■ **Textauszug**:
--------------------

Streit in den Backstuben:"Ein wahrer Horror-Katalog"

Streit in den Backstuben: Das Bäckerhandwerk leidet unter dem Fachkräftemangel. Der Streit um den Tarifvertrag kommt daher zur Unzeit.

Das Bäckerhandwerk leidet unter dem Fachkräftemangel. Der Streit um den Tarifvertrag kommt daher zur Unzeit.

Bäcker-Innung und Gewerkschaft diskutieren auch im Landkreis, wie hart die Einschnitte bei einem neuen Tarifvertrag wären

Von Marina Wudy, Freising

Es gibt Ärger zwischen dem Landes-Innungsverband des bayerischen Bäckerhandwerks und der Gewerkschaft für Nahrung-Genuss-Gaststätten (NGG). Denn die bayerische Bäcker-Innung hat zum 30. September den bisher geltenden Manteltarifvertrag des Gewerbes gekündigt und stattdessen, laut NGG, einen "wahren Horror-Katalog" vorgelegt. Auch die rund 1000 Bäcker und Verkäuferinnen im Kreis Freising wären von diesen Einschnitten betroffen.

--------------------

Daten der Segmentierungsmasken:

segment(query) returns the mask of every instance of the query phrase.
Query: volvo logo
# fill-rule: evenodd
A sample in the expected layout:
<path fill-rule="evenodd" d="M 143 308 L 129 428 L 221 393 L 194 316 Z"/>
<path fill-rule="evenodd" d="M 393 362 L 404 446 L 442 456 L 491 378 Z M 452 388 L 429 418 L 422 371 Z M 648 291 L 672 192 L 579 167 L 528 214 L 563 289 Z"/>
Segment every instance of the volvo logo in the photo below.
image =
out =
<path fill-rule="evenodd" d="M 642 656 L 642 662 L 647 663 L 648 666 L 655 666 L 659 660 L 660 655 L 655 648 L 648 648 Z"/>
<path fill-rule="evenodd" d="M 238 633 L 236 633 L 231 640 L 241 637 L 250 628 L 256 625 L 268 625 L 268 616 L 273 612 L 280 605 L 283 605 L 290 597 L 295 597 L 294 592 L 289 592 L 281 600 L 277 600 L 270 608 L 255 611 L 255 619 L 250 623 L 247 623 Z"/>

--------------------

■ **Aufgabenstellung**:
[A] Fassen Sie den Absatz im Textauszug, der mit „Es gibt Ärger zwischen“ beginnt, als kurze Liste zusammen. Alle wesentlichen Fakten sollen erhalten bleiben.
[B] Beantworten Sie anhand des Textauszugs jede Frage kurz:
(i) Worunter leidet das Bäckerhandwerk?
(ii) Von wem stammt der Textauszug?
(iii) Zu welchem Datum wurde der Manteltarifvertrag gekündigt?
[C] Entnehmen Sie dem Textauszug den Abschnitt, der mit den Worten „Es gibt Ärger“ beginnt, und hören Sie nach „von diesen Einschnitten betroffen.“ auf. Übernehmen Sie ihn wortgetreu.

■ **Lösungen**:
[A]
- Zwischen dem Landes-Innungsverband des bayerischen Bäckerhandwerks und der Gewerkschaft Nahrung-Genuss-Gaststätten (NGG) gibt es Streit.
- Die bayerische Bäcker-Innung hat den bisher geltenden Manteltarifvertrag zum 30. September gekündigt.
- Laut NGG hat sie stattdessen einen „wahren Horror-Katalog“ vorgelegt.
- Von den Einschnitten wären auch rund 1000 Bäcker und Verkäuferinnen im Kreis Freising betroffen.

[B]
(i) Unter dem Fachkräftemangel.
(ii) Von Marina Wudy.
(iii) Zum 30. September.

[C]
Es gibt Ärger zwischen dem Landes-Innungsverband des bayerischen Bäckerhandwerks und der Gewerkschaft für Nahrung-Genuss-Gaststätten (NGG). Denn die bayerische Bäcker-Innung hat zum 30. September den bisher geltenden Manteltarifvertrag des Gewerbes gekündigt und stattdessen, laut NGG, einen "wahren Horror-Katalog" vorgelegt. Auch die rund 1000 Bäcker und Verkäuferinnen im Kreis Freising wären von diesen Einschnitten betroffen.